# TEXT PASSAGE:

I used to be strongly against divorce under any circumstance except abuse, infidelity, etc (extreme stuff). These days I've realised that a lot of people have different needs at different times in their lives. Sometimes their existing partner can adapt to these new requirements, sometimes not. For example, when I was younger I wanted a stand-in father figure. I was far more submissive and was happy with the idea of being a SAH wife/mother and letting a man take care of me. Then in my 30s I wanted the type of men that would be good parents, so anyone who loved kids instantly attracted me. Overly dominant men were a turn off. The older I get, the more independent I get and now I would go as far as being ok with a more submissive type of man (at least in the bedroom) and don't have the same strong need to be with anyone at all. I'd still like to find someone to travel and share life with, but I can look after myself and kids are no longer a factor so my requirements are very different to that of my 20 year old self.

I've seen the same change in some of the male friends I have. They were very dominant, assertive types when younger, and wanted the ditzy submissive trophy wife type of woman or women that were drama queens and 'challenging' (i.e. *****y, almost abusive at times). Now they are older, they have calmed down a lot and want a woman who is a bit more 'maternal' and able to look after herself rather than just rely on him. Although this tends to skew more towards men that were raised either by single mothers or mothers who took more of a lead in the family.

Obviously this doesn't apply to everyone, and some people change in completely the opposite way. But the above seems to be the general trend among family/friends. The couples where the partner adapted have stayed relatively happy and faithful. Others cheated or divorced. The ones who divorced rather than cheating both seem a lot happier with the new partners.


----------

Dataset records
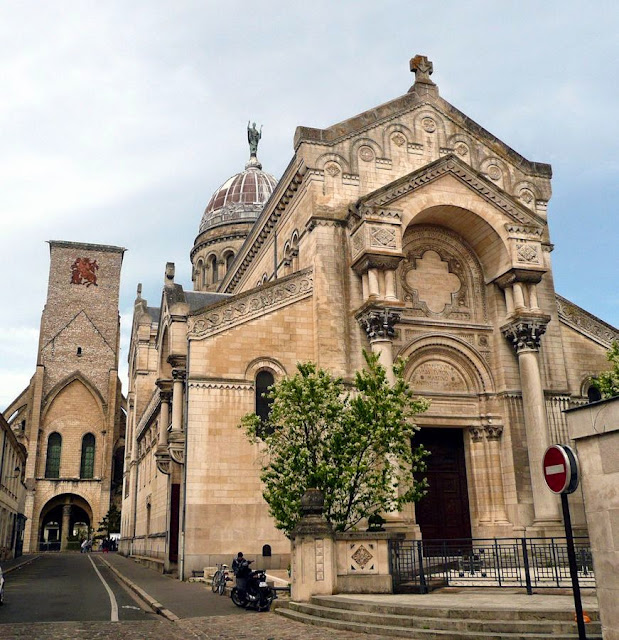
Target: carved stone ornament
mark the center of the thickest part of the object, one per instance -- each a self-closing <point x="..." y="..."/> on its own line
<point x="494" y="172"/>
<point x="379" y="323"/>
<point x="176" y="450"/>
<point x="162" y="459"/>
<point x="383" y="237"/>
<point x="332" y="169"/>
<point x="527" y="253"/>
<point x="428" y="125"/>
<point x="493" y="431"/>
<point x="366" y="154"/>
<point x="84" y="271"/>
<point x="525" y="333"/>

# EXERCISE GOAL:
Reproduce the forum post on divorce from "I've seen the" to "in the family.".

# RESPONSE BELOW:
I've seen the same change in some of the male friends I have. They were very dominant, assertive types when younger, and wanted the ditzy submissive trophy wife type of woman or women that were drama queens and 'challenging' (i.e. *****y, almost abusive at times). Now they are older, they have calmed down a lot and want a woman who is a bit more 'maternal' and able to look after herself rather than just rely on him. Although this tends to skew more towards men that were raised either by single mothers or mothers who took more of a lead in the family.